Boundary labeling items
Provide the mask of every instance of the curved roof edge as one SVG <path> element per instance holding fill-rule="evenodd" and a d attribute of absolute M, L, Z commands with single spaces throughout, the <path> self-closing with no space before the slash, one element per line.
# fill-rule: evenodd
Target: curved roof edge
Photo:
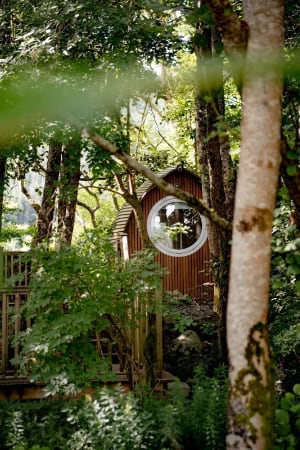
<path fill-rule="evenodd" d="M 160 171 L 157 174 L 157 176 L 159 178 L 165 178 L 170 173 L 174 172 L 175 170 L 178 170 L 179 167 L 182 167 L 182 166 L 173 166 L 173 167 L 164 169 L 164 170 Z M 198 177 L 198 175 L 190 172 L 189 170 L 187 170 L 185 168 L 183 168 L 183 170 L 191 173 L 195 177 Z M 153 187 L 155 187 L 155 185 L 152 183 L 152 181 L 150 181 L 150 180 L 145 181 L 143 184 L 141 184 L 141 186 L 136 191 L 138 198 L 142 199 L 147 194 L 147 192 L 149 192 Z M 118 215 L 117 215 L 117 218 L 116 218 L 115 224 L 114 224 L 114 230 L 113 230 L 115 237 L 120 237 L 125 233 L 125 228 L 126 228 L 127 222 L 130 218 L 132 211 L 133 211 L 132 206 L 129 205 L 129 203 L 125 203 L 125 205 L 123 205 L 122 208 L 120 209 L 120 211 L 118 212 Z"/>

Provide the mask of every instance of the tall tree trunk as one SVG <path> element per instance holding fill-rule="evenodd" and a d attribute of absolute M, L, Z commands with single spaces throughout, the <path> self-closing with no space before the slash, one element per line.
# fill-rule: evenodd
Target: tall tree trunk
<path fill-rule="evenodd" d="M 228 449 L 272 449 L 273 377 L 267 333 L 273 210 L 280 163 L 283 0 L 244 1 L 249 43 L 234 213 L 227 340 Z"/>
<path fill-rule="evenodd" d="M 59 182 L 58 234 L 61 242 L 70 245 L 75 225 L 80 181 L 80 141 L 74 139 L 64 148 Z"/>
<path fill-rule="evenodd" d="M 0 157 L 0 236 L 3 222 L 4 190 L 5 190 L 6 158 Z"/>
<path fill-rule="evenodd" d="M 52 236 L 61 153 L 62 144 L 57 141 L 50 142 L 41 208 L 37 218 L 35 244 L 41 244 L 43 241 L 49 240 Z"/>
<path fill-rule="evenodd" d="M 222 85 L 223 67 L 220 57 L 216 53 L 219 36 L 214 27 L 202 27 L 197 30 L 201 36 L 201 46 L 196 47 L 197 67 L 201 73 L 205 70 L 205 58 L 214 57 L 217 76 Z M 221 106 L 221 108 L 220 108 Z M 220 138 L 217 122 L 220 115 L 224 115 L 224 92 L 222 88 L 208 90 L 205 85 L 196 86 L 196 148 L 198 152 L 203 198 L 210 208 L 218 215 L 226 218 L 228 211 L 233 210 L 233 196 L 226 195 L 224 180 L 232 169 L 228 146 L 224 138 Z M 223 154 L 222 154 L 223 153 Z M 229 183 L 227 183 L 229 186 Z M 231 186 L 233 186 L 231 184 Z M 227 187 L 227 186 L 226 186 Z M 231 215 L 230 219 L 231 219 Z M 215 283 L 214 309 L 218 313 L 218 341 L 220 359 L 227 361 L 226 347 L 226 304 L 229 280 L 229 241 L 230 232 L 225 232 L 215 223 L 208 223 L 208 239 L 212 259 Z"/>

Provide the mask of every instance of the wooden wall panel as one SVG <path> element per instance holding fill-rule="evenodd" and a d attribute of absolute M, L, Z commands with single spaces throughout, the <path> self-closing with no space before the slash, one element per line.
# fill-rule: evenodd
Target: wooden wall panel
---
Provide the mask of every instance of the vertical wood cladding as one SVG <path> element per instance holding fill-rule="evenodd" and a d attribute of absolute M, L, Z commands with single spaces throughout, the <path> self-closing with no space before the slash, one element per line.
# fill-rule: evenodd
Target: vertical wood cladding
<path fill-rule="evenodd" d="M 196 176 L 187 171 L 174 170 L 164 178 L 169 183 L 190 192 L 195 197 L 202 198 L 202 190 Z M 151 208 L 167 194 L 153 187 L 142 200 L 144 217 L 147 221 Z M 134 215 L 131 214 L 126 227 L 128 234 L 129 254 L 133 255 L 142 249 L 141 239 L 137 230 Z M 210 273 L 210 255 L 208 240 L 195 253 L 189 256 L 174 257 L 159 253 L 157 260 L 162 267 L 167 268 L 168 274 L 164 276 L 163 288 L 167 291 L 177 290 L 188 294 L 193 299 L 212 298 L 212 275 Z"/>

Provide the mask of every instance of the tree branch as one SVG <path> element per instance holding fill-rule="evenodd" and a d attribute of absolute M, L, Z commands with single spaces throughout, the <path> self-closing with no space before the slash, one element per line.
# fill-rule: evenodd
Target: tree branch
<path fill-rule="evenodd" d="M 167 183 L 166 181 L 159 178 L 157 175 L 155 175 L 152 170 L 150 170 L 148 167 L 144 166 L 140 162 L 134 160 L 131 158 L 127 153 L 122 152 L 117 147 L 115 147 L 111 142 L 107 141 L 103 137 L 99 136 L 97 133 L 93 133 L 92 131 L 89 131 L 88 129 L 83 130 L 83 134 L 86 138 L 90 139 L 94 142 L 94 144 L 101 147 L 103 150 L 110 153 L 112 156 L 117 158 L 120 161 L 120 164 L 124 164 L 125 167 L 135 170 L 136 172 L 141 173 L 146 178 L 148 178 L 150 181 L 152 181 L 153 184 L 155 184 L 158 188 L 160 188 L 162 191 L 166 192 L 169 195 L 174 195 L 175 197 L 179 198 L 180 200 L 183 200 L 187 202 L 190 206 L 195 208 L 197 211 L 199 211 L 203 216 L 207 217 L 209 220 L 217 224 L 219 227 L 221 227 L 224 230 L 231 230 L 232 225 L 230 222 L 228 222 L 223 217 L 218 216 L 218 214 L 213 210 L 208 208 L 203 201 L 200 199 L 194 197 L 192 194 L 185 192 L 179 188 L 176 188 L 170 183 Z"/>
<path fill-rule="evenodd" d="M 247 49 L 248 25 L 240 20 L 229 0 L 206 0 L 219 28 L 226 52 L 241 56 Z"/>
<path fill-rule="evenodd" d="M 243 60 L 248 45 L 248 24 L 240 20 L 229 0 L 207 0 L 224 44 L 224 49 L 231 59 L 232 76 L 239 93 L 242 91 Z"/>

:: WORK REQUIRED ::
Copy out the lines above word for word, beginning at the line that has "Provide the mask of every instance of the wooden" and stopping after the line that has "Target: wooden wall panel".

:: SOLUTION TO THIS PROBLEM ::
Provide the mask of every instance of the wooden wall panel as one SVG <path> element per instance holding fill-rule="evenodd" and a d attribute of absolute M, L, Z commands with single spaces throughout, the <path> self-closing with no space before the slash, one element per line.
# fill-rule: evenodd
Target: wooden wall panel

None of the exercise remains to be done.